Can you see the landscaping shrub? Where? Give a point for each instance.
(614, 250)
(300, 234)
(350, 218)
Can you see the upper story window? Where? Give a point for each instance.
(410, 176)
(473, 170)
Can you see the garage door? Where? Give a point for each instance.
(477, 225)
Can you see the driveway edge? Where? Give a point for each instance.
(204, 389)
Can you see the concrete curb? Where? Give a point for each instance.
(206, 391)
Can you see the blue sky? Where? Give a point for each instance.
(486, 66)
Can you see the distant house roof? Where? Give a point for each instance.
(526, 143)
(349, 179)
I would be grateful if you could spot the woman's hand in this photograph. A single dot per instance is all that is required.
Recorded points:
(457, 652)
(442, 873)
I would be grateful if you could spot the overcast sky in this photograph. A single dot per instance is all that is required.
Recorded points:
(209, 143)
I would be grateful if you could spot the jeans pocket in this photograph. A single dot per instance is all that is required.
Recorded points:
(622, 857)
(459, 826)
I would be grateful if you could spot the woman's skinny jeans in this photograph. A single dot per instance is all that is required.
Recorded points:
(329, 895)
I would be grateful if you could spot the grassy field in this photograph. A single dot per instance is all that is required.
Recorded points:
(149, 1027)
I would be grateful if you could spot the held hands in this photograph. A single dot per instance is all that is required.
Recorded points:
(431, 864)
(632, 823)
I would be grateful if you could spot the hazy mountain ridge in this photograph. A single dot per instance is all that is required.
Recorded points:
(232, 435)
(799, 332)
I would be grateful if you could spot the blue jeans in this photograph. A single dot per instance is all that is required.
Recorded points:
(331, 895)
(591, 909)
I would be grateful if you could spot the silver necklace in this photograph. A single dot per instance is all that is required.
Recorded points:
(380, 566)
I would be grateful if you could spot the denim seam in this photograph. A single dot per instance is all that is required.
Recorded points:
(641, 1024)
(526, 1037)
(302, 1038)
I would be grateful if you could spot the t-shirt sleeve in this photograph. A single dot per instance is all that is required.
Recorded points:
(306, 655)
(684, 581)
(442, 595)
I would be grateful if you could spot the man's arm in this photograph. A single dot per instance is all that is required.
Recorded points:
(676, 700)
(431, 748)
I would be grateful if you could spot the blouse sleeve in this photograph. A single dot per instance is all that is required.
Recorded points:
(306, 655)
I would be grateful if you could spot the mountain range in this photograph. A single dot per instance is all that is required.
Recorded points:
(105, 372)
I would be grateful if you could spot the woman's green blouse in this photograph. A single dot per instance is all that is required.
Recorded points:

* **What is expected**
Rewrite the listing above as a numbered list with one entry per line, skipping any blank lines.

* **Answer**
1. Can you see the landscaping shrub? Where? Give a point for each instance.
2. (614, 250)
3. (300, 234)
4. (350, 218)
5. Can you see the upper story window? Where? Give a point for each instance.
6. (410, 176)
7. (473, 170)
8. Can you see the garage door? Where? Give a point for each instance.
9. (477, 225)
10. Can you see the driveway edge? Where? Give a point for each instance.
11. (204, 389)
12. Can you see the concrete curb? Where? Give a point for each instance.
13. (206, 391)
14. Can you see the blue sky? Where? Give a point for each instance.
15. (486, 66)
16. Can you see the distant house roof? Where? Give a point for each instance.
17. (526, 143)
18. (349, 179)
19. I would be grateful if you could spot the woman's hand in this photograph. A single dot per instance is all that is required.
20. Recorded points:
21. (457, 652)
22. (442, 873)
23. I would be grateful if you could spot the overcast sky in this photograph. A single dot per instance is all that is required.
24. Recorded points:
25. (209, 143)
26. I would be grateful if you could spot the jeans pocket in this photograph. A single dot per instance is all that is required.
27. Recorded points:
28. (622, 857)
29. (459, 826)
30. I would be grateful if you could spot the woman's skinny jeans in this photograph. A single dot per instance is all that is required.
31. Recorded points:
32. (329, 895)
33. I would be grateful if you could spot the grassy field in this photograph. A single dot per instance is all that is required.
34. Recorded points:
35. (149, 1027)
36. I would be grateful if you could spot the held hands in this photograph. A single dot per instance is all that is required.
37. Recorded points:
38. (431, 864)
39. (632, 823)
40. I would be grateful if you could spot the hazy mountain ridge in this photograph. A single dot per instance is all that is required.
41. Recorded points:
42. (232, 435)
43. (799, 332)
44. I would be grateful if you could spot the blue jeans in this photograph. A single dot per instance is all that is required.
45. Recorded points:
46. (331, 895)
47. (591, 909)
48. I would be grateful if you could spot the silver necklace in this photograph. A single dot per instance is all that is required.
49. Recorded points:
50. (380, 566)
51. I would be grateful if you could spot the denim seam in this photograph. A single dot per instance is all that is required.
52. Recorded points:
53. (641, 1024)
54. (526, 1037)
55. (302, 1038)
56. I would be grateful if you could spot the t-shirt sleeve in this photograph. A single dot per instance is all that is required.
57. Recorded points:
58. (306, 655)
59. (684, 581)
60. (442, 595)
61. I would be grateful if you could spot the man's arm in this photograph. A single dot per instance is all that is required.
62. Recorded points:
63. (676, 700)
64. (431, 748)
65. I would be grateful if you could spot the blouse sleeve in this photograph. A single dot per instance is all that is required.
66. Recorded points:
67. (306, 655)
68. I would be grateful if you could spot the mountain range in this photograph. A single dot per instance is all that is required.
69. Recorded points:
70. (105, 372)
71. I would be grateful if you could spot the woman's green blouse in this photograph. A single dot per instance is all that is required.
72. Recorded points:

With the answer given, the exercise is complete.